**YOUR ASSIGNMENT:**
I would like each line of the data that holds the word "arch" copied out.

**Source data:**
****************************************

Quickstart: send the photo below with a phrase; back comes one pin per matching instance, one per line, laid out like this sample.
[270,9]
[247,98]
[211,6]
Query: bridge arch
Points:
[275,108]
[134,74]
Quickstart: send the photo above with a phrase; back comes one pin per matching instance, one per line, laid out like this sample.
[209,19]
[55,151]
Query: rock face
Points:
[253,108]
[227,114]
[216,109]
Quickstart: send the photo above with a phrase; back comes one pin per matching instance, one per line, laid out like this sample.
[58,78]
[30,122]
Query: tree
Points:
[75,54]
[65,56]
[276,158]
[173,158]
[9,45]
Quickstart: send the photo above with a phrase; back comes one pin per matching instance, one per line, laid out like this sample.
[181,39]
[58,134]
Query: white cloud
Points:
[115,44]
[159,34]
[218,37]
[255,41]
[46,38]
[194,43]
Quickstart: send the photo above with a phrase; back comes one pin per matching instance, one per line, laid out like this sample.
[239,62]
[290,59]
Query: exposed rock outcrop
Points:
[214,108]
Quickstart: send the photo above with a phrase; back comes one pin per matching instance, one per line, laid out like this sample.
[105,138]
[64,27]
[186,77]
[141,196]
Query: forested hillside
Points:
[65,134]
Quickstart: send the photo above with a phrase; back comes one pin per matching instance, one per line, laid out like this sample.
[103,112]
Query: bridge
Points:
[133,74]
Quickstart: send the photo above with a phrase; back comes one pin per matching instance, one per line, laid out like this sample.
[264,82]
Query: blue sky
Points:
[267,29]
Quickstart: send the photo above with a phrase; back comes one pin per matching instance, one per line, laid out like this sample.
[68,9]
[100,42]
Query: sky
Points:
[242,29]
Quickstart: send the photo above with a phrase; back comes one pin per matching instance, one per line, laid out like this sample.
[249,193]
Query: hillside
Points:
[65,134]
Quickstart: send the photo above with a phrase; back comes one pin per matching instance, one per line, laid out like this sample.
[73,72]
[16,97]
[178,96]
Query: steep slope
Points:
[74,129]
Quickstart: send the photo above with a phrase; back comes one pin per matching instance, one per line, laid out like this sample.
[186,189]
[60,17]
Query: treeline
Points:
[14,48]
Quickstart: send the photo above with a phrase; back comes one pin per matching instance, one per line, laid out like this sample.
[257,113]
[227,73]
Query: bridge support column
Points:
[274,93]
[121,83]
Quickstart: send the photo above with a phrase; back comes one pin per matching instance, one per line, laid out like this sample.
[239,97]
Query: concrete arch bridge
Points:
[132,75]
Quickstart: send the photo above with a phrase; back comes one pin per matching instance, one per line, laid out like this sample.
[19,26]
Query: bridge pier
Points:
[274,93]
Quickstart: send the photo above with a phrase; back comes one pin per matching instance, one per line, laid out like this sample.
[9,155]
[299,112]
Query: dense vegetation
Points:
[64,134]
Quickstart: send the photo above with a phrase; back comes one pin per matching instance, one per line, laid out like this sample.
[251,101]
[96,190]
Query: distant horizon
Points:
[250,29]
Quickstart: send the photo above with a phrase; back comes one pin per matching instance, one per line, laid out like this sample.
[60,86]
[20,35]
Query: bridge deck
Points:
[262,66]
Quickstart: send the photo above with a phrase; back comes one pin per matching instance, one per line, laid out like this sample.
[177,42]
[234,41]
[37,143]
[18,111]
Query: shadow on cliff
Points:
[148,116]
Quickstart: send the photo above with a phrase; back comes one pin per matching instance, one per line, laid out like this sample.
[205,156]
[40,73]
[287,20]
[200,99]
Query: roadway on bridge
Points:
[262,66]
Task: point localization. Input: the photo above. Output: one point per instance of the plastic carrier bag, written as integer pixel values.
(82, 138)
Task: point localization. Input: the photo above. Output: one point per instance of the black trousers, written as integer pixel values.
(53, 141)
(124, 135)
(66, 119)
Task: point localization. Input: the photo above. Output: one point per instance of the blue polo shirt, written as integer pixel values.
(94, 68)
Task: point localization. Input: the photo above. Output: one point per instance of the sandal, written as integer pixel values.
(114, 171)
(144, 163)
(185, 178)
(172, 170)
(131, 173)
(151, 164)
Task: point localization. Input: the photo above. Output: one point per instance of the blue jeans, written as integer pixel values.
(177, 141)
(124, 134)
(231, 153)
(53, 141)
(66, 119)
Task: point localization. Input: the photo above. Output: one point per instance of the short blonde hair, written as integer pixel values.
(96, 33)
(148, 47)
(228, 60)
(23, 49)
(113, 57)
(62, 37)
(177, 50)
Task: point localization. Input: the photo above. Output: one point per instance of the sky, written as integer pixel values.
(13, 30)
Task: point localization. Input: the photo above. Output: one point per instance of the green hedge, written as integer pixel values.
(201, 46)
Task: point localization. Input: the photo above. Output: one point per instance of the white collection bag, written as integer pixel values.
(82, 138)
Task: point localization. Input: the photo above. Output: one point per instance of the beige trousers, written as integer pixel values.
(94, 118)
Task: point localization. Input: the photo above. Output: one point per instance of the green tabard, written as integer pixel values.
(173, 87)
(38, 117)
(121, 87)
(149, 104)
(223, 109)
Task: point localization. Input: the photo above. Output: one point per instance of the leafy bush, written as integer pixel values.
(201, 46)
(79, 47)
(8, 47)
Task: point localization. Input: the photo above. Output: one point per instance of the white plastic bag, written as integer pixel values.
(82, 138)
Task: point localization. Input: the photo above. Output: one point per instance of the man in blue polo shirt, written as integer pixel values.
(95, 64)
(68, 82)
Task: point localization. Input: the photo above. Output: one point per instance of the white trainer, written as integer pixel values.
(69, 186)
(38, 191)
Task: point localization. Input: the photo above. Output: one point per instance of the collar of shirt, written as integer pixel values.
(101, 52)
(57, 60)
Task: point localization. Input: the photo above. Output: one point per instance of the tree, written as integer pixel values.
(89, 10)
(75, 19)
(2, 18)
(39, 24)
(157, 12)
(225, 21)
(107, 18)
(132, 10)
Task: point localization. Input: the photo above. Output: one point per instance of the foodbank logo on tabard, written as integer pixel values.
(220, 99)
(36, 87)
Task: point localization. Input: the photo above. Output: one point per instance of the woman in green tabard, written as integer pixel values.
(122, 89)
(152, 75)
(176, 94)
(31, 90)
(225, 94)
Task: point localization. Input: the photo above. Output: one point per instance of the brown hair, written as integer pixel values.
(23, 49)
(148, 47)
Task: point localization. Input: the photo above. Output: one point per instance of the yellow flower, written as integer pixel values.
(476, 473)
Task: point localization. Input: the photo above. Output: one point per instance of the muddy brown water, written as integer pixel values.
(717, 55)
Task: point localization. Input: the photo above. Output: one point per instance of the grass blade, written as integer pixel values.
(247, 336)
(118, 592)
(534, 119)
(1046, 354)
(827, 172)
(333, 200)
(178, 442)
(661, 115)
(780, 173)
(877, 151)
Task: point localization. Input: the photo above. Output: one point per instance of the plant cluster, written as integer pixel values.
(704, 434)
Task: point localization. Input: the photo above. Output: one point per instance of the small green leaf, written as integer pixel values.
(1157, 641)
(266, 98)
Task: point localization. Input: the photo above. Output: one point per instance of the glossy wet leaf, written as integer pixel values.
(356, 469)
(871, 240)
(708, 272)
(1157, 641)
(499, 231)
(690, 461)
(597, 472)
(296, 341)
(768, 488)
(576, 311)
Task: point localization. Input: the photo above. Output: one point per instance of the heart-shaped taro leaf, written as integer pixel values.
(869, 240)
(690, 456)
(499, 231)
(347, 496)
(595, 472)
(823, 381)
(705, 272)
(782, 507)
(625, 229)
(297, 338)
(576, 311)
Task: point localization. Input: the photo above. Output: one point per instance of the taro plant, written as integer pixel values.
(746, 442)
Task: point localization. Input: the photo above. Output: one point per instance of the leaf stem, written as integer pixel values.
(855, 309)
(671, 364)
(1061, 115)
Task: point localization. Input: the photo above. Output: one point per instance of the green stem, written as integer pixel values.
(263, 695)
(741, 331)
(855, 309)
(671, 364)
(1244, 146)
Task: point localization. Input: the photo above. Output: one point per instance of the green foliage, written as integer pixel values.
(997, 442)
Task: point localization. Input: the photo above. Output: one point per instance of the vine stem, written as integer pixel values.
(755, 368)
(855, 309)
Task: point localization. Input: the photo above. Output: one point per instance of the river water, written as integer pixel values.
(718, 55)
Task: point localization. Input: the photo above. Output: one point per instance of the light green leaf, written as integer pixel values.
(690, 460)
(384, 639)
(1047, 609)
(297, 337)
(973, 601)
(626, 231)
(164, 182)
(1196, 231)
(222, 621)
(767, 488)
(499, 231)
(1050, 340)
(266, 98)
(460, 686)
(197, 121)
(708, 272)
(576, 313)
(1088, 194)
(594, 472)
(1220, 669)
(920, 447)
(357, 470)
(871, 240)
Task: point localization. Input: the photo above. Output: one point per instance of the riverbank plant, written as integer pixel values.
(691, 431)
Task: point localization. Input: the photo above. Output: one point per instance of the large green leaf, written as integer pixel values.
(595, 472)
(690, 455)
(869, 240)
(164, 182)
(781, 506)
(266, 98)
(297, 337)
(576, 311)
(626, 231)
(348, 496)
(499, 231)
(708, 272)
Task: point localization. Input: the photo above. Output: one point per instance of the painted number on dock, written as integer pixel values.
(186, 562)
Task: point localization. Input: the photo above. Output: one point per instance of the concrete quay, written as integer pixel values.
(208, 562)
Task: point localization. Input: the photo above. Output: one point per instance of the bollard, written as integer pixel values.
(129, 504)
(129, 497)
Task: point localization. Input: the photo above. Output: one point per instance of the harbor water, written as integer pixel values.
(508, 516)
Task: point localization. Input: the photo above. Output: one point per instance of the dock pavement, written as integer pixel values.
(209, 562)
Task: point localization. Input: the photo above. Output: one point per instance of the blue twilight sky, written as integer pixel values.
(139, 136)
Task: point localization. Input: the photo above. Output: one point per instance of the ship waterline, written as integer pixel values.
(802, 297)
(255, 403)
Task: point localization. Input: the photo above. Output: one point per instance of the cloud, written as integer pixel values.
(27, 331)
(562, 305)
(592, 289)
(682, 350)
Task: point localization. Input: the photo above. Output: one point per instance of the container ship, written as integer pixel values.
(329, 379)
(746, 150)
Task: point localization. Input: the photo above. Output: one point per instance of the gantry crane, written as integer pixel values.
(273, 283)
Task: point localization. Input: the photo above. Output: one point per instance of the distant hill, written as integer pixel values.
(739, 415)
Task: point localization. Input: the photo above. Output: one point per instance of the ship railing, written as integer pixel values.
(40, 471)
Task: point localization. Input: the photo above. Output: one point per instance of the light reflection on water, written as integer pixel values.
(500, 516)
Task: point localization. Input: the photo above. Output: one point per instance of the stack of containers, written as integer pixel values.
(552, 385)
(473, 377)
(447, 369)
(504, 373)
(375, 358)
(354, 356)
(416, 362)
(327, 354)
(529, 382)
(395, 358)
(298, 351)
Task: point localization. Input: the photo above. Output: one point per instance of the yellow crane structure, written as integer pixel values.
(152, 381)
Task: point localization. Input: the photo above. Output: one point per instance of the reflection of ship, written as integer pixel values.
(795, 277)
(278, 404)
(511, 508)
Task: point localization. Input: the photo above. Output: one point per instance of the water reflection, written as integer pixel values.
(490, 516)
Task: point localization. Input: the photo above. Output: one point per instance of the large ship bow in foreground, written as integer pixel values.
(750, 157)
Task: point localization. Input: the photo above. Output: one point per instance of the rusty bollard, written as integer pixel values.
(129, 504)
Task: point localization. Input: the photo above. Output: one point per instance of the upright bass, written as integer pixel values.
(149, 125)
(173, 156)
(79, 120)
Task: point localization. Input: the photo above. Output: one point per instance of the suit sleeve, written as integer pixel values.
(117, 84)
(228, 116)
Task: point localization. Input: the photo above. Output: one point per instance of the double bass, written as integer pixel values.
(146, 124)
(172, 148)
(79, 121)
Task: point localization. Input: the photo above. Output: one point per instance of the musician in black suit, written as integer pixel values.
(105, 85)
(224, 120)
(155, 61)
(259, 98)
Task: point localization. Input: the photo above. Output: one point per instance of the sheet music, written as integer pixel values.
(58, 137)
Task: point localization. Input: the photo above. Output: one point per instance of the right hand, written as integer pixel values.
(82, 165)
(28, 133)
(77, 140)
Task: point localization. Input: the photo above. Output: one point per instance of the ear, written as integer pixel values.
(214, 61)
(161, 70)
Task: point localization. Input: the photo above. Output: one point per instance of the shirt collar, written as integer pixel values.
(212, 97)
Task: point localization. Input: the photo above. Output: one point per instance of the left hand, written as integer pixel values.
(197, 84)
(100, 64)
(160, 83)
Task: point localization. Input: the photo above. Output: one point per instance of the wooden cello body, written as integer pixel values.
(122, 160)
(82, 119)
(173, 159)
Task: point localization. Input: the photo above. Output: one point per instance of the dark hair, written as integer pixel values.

****************************************

**SOLUTION FOR THIS PROBLEM:**
Query: bridge arch
Query: concrete arch bridge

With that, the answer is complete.